Selected excerpt:
#####

There is a sword hanging above you held by a breaking thread and there's already a sharp needle in your arm
Your coughs taste like saline and as you brush your hair behind your ear you lose some in your fingers
And you are breaking and nothing feels right
You are asked if you have a will
You refuse to listen to these words
You don't listen to most of what's coming out of anyone's mouth because all you're hearing is how much pain you're in and how you'd rate it on a scale from 1 to 10
You are helpless in a body you thought you'd have a little more control over by age 20
And you are at a 10 and dead inside
--
Things were up and down always. But this quote stayed with me for the most part:
"Cancer may have started the fight, but I will finish it"

So yeah. Bite me, cancer! You fucking suck(ed)!...but you showed me a support system I didn't know I had and for that, I suppose I'm grateful.


Friday, February 5, 2016

R-CHOP

     Every time I stepped into Norris Comprehensive Cancer Center and Hospital  I was signing up for bad news and at least two needles shoved into my arms. One for blood draw (which I am still not used to) and the other for the IV that was put into my arm to deliver the chemotherapy. The treatment I was going to receive was called R-CHOP. You're welcome to click on the link there to see just what drugs are given within that treatment.

#####

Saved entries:
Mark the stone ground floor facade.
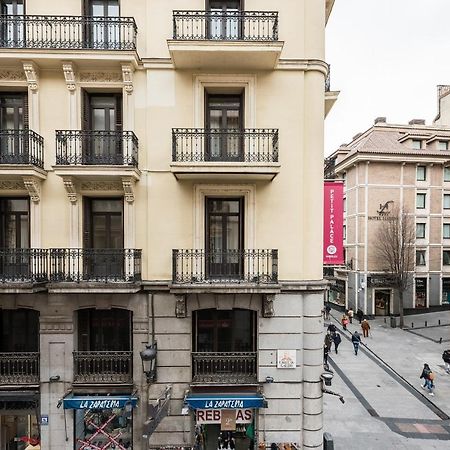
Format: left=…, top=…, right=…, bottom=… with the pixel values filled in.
left=0, top=282, right=324, bottom=450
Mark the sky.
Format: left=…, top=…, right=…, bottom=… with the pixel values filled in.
left=325, top=0, right=450, bottom=156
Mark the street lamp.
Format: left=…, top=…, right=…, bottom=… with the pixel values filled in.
left=140, top=342, right=158, bottom=383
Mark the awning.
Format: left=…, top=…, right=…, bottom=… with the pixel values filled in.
left=185, top=394, right=267, bottom=409
left=63, top=395, right=138, bottom=409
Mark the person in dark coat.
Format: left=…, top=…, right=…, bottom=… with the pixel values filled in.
left=352, top=331, right=361, bottom=355
left=332, top=331, right=342, bottom=354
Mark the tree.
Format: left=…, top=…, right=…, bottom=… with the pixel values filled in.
left=375, top=207, right=416, bottom=328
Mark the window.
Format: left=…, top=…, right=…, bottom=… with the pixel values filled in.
left=416, top=166, right=427, bottom=181
left=444, top=194, right=450, bottom=209
left=444, top=167, right=450, bottom=181
left=416, top=194, right=427, bottom=209
left=416, top=223, right=426, bottom=239
left=442, top=250, right=450, bottom=266
left=443, top=223, right=450, bottom=239
left=416, top=250, right=426, bottom=266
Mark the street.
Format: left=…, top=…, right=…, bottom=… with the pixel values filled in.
left=324, top=310, right=450, bottom=450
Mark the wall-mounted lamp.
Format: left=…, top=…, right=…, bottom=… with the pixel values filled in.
left=140, top=342, right=158, bottom=383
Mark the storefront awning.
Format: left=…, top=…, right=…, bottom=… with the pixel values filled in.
left=185, top=394, right=267, bottom=409
left=63, top=395, right=138, bottom=409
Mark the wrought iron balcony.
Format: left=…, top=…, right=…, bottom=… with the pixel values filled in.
left=0, top=15, right=137, bottom=50
left=50, top=248, right=141, bottom=283
left=73, top=352, right=133, bottom=384
left=173, top=11, right=278, bottom=41
left=56, top=130, right=138, bottom=167
left=0, top=352, right=39, bottom=384
left=172, top=128, right=278, bottom=163
left=172, top=249, right=278, bottom=284
left=192, top=352, right=257, bottom=384
left=0, top=248, right=48, bottom=283
left=0, top=129, right=44, bottom=168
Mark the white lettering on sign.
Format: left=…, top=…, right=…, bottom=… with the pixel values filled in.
left=195, top=409, right=253, bottom=424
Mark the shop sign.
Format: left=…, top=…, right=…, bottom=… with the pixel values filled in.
left=277, top=350, right=297, bottom=369
left=195, top=409, right=253, bottom=424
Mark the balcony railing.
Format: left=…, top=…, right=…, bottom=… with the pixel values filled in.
left=192, top=352, right=257, bottom=383
left=56, top=130, right=138, bottom=167
left=50, top=248, right=141, bottom=283
left=172, top=128, right=278, bottom=163
left=0, top=248, right=48, bottom=283
left=0, top=129, right=44, bottom=168
left=172, top=249, right=278, bottom=284
left=0, top=15, right=137, bottom=50
left=0, top=352, right=39, bottom=384
left=73, top=352, right=133, bottom=384
left=173, top=11, right=278, bottom=41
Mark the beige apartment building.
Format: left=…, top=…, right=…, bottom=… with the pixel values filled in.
left=326, top=86, right=450, bottom=315
left=0, top=0, right=337, bottom=450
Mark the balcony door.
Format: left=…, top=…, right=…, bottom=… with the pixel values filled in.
left=0, top=198, right=30, bottom=280
left=83, top=197, right=124, bottom=281
left=83, top=93, right=123, bottom=165
left=0, top=0, right=25, bottom=48
left=85, top=0, right=120, bottom=50
left=205, top=197, right=244, bottom=280
left=207, top=0, right=243, bottom=40
left=205, top=93, right=244, bottom=161
left=0, top=93, right=28, bottom=164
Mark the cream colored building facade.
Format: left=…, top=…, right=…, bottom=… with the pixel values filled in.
left=0, top=0, right=337, bottom=450
left=329, top=86, right=450, bottom=315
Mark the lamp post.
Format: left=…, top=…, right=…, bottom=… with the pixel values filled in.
left=140, top=342, right=158, bottom=383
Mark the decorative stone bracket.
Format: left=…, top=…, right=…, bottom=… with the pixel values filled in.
left=175, top=295, right=187, bottom=319
left=262, top=294, right=275, bottom=317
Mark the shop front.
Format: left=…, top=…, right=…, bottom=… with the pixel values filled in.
left=63, top=395, right=137, bottom=450
left=185, top=393, right=267, bottom=450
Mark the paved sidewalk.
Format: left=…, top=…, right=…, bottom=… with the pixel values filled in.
left=324, top=311, right=450, bottom=450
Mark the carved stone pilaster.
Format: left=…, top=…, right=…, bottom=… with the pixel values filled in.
left=23, top=61, right=39, bottom=91
left=63, top=177, right=78, bottom=203
left=122, top=64, right=134, bottom=94
left=63, top=62, right=77, bottom=91
left=263, top=294, right=275, bottom=317
left=22, top=177, right=41, bottom=203
left=175, top=295, right=187, bottom=319
left=122, top=177, right=134, bottom=203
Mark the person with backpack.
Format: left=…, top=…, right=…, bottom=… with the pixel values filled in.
left=442, top=350, right=450, bottom=375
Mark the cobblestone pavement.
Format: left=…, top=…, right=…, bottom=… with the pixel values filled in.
left=324, top=311, right=450, bottom=450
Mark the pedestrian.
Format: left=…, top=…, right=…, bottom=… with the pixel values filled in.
left=325, top=302, right=331, bottom=320
left=325, top=331, right=333, bottom=351
left=332, top=331, right=342, bottom=355
left=341, top=314, right=348, bottom=331
left=356, top=308, right=364, bottom=323
left=347, top=307, right=354, bottom=323
left=352, top=331, right=361, bottom=355
left=442, top=350, right=450, bottom=375
left=361, top=319, right=370, bottom=337
left=420, top=363, right=434, bottom=396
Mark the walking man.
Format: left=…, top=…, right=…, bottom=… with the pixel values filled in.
left=352, top=331, right=361, bottom=355
left=361, top=319, right=370, bottom=337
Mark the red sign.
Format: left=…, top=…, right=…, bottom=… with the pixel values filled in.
left=323, top=181, right=344, bottom=265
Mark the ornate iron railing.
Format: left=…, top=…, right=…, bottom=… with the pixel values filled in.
left=0, top=129, right=44, bottom=168
left=0, top=352, right=39, bottom=384
left=73, top=352, right=133, bottom=383
left=192, top=352, right=257, bottom=383
left=172, top=249, right=278, bottom=284
left=50, top=248, right=142, bottom=283
left=172, top=128, right=278, bottom=163
left=0, top=248, right=48, bottom=283
left=173, top=11, right=278, bottom=41
left=0, top=15, right=137, bottom=50
left=56, top=130, right=138, bottom=167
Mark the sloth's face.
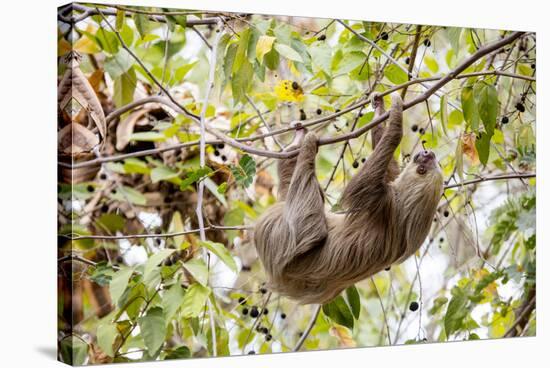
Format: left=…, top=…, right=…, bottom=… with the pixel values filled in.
left=413, top=150, right=438, bottom=175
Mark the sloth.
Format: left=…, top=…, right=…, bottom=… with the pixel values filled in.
left=253, top=94, right=443, bottom=304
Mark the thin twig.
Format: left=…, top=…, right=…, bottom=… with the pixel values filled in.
left=292, top=304, right=322, bottom=351
left=445, top=173, right=536, bottom=189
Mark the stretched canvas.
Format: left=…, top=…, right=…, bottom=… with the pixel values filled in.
left=57, top=3, right=536, bottom=365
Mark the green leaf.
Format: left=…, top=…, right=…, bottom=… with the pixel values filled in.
left=124, top=157, right=151, bottom=174
left=230, top=154, right=256, bottom=188
left=231, top=59, right=254, bottom=105
left=180, top=166, right=212, bottom=190
left=256, top=35, right=276, bottom=64
left=181, top=284, right=210, bottom=318
left=59, top=336, right=88, bottom=365
left=446, top=27, right=462, bottom=55
left=109, top=267, right=134, bottom=305
left=444, top=294, right=468, bottom=338
left=334, top=51, right=367, bottom=74
left=183, top=258, right=208, bottom=286
left=97, top=323, right=118, bottom=357
left=110, top=186, right=147, bottom=206
left=96, top=213, right=126, bottom=233
left=143, top=249, right=175, bottom=288
left=200, top=240, right=237, bottom=272
left=476, top=132, right=492, bottom=165
left=323, top=295, right=353, bottom=329
left=346, top=285, right=361, bottom=319
left=113, top=67, right=137, bottom=107
left=308, top=42, right=332, bottom=75
left=474, top=82, right=498, bottom=136
left=384, top=64, right=409, bottom=84
left=204, top=177, right=227, bottom=207
left=164, top=346, right=191, bottom=360
left=217, top=181, right=227, bottom=194
left=461, top=86, right=479, bottom=131
left=115, top=10, right=126, bottom=31
left=104, top=49, right=134, bottom=79
left=138, top=307, right=166, bottom=355
left=151, top=165, right=178, bottom=183
left=162, top=283, right=185, bottom=324
left=232, top=28, right=250, bottom=74
left=439, top=94, right=449, bottom=138
left=274, top=42, right=304, bottom=63
left=134, top=13, right=152, bottom=38
left=130, top=131, right=166, bottom=142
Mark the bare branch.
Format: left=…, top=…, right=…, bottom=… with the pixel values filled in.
left=292, top=304, right=322, bottom=351
left=445, top=173, right=536, bottom=189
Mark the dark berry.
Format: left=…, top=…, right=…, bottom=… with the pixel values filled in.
left=516, top=102, right=525, bottom=112
left=250, top=306, right=260, bottom=318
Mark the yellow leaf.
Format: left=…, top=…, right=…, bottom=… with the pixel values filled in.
left=275, top=79, right=304, bottom=102
left=329, top=325, right=356, bottom=348
left=57, top=38, right=71, bottom=56
left=73, top=35, right=101, bottom=54
left=460, top=133, right=479, bottom=165
left=256, top=35, right=275, bottom=64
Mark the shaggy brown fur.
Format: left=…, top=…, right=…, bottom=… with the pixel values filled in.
left=254, top=95, right=443, bottom=304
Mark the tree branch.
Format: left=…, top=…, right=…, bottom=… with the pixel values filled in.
left=59, top=32, right=535, bottom=168
left=445, top=173, right=536, bottom=189
left=292, top=304, right=322, bottom=351
left=57, top=3, right=224, bottom=27
left=60, top=225, right=252, bottom=240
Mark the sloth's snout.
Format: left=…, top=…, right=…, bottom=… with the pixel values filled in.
left=414, top=150, right=435, bottom=163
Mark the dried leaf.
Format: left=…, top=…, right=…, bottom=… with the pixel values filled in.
left=329, top=325, right=357, bottom=348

#####

What to work on: In the cancer blog post, list every line of the opening poem (before the "--") that begins with the word "You".

Written response:
- You are asked if you have a will
- You refuse to listen to these words
- You don't listen to most of what's coming out of anyone's mouth because all you're hearing is how much pain you're in and how you'd rate it on a scale from 1 to 10
- You are helpless in a body you thought you'd have a little more control over by age 20